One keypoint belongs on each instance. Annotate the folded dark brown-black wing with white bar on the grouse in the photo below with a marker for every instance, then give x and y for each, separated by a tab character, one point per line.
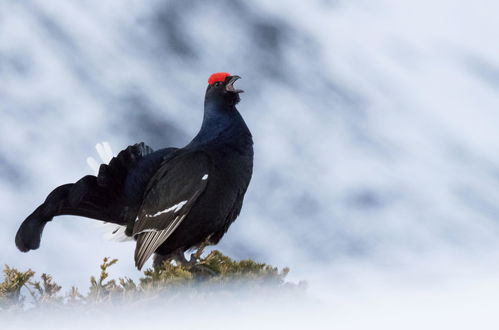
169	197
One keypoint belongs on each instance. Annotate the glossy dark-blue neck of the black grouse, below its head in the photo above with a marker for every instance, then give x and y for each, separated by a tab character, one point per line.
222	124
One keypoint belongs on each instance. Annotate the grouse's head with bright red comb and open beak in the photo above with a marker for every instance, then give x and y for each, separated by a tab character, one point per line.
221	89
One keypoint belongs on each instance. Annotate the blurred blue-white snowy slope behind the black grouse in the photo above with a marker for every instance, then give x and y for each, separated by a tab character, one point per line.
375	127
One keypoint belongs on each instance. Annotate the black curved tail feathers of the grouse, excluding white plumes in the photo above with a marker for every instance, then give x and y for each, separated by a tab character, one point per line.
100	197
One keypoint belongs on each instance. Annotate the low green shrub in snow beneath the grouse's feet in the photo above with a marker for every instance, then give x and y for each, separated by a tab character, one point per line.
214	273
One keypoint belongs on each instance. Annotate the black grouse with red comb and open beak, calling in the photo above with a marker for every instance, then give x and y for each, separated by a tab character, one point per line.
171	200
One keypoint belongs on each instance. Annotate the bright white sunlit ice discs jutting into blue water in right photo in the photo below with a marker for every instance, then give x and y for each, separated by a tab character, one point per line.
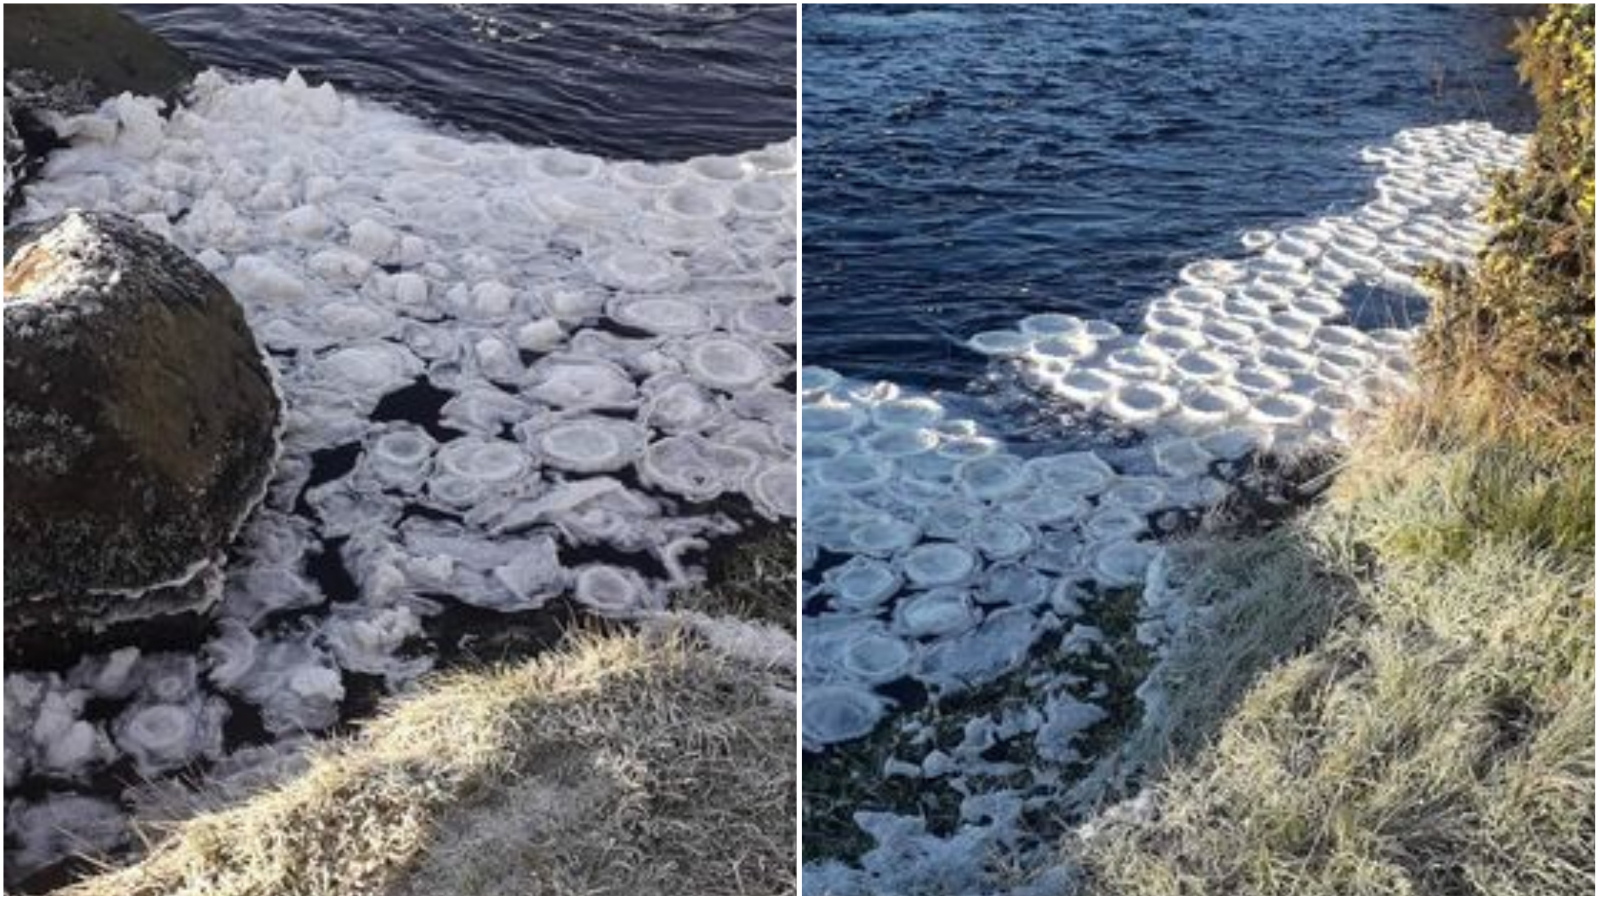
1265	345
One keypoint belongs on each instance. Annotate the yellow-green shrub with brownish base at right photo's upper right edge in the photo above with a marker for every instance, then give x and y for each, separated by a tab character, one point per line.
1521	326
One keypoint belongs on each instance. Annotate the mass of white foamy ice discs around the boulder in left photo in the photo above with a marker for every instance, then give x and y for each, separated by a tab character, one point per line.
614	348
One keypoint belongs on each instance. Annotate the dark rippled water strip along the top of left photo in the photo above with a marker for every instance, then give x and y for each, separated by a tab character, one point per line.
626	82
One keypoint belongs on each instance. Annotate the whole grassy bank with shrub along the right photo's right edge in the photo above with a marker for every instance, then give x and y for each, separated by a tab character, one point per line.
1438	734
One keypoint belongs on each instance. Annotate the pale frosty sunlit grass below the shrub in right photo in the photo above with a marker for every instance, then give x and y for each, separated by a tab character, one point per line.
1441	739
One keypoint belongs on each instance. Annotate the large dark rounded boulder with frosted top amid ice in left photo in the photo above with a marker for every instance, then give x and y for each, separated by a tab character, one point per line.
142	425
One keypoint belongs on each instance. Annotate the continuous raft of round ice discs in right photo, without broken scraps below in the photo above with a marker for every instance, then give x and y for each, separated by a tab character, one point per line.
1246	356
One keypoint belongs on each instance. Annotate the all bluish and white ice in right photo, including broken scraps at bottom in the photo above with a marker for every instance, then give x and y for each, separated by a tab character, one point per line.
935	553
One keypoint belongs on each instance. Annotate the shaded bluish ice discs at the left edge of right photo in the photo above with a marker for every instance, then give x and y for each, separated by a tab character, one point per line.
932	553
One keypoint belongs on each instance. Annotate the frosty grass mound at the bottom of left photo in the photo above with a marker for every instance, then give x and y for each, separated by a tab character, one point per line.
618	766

§ Task to complete: Because the pictures are not wanted, retype only the text of every record, exactly as given.

§ Solution to this problem:
One keypoint belongs on each instance. Annotate the folded dark brown-black wing with white bar on the grouse in the photo below with a marker for every instance, then give x and y for each, separated by a tab character, one point per line.
169	197
One keypoint belongs on each instance. Annotate the glossy dark-blue neck of the black grouse, below its head in the photo above with a marker for every instance, then give x and y for each, separated by a tab character, one point per line.
222	124
One keypoint belongs on each instance. Annotate the grouse's head with bright red comb and open beak in the photo above with a marker for every instance, then give x and y for each, separated by a tab character, one point per line.
221	89
One keypoint belongs on each instance. Annotate the blurred blue-white snowy slope behind the black grouse in the photo above with a marker for every instance, then give x and y for each, separated by a tab character, one point per line.
375	127
One keypoint belongs on each instance. Annotate the black curved tail feathers of the grouse, excluding white plumes in the photo above with a marker for every instance, then give x and y for each, separated by a tab character, one point per line.
100	197
One keypoint belongs on each instance. Annotate the low green shrub in snow beneath the grouse's feet in the photo above with a marker for every instance, then give x and y for each, separated by a tab character, one point per line.
214	273
One keypoint belongs on each instance. Annotate the black grouse with red comb and open beak, calling in the photo above with a marker for every instance, then give x and y for each, separated by a tab character, one point per line.
171	200
One keypoint belongs on each instance. Annotate the bright white sunlit ice discs jutting into blue water in right photo in the photo below with a marker for every instance, then give x and y for each, separated by a tab character, one point per line.
1265	345
One keypoint belongs on each instance. Annotate the yellow-green shrub with brownish base at right photo's upper right edge in the photo above with a marker for every instance, then give x and y for each, separated by a tab character, one point per line.
1521	326
One keypoint belongs on each instance. Annotate the mass of white foamy ice discs around the boulder in left photo in the photo above with a marker for every instance, then give x and y for each, separated by a tab character, one point per line.
614	348
One keypoint belongs on each instance. Annotate the dark rippled water strip along the top of left photo in the photo above with a marker for every instance, then give x and y for each, separated by a tab character, one point per line.
626	82
One keypoint belongs on each instance. Annotate the whole grassy bank with shrub along the right photo's right edge in the photo above with a marker for every instance, then give x and y for each, separated by a tab character, one point per line.
1438	734
One keypoint belongs on each instance. Annotate the pale frosty sunlit grass below the shrub in right photo in the photo above with a marker for every instance, then give x and y for each, separated by a tab character, one point per line.
1441	739
One keypoint belongs on each instance. Annotate the large dark rounded boulder with frosted top amid ice in left photo in the photo above with a marker for every instance, then give x and y for each, separated by a tab character, one point per line.
142	425
One keypoint belongs on each instance. Annotate the continuous raft of round ice discs in right photo, without broken scraps below in the photo above with a marker for every instance, then give x and y for each, separated by a tab character, one point per line.
1246	356
One keypoint belongs on each instance. Annotate the all bluish and white ice in right photo, including broken scraps at bottom in the photo above with a marker for every instance, then give x and y for each, separated by a tab character, one point per line.
935	553
One keypoint belongs on each instance. Annotate the shaded bluish ice discs at the left edge of right photo in the photo above with a marker for every instance, then give x and y for each, separated by a tab character, one point per line.
932	553
One keypoint belongs on each instance. Annotate the frosty grass mound at the bottom of left photo in the photo above with a marker for every instance, then give x and y for each, separated by a tab character, one point per line.
618	766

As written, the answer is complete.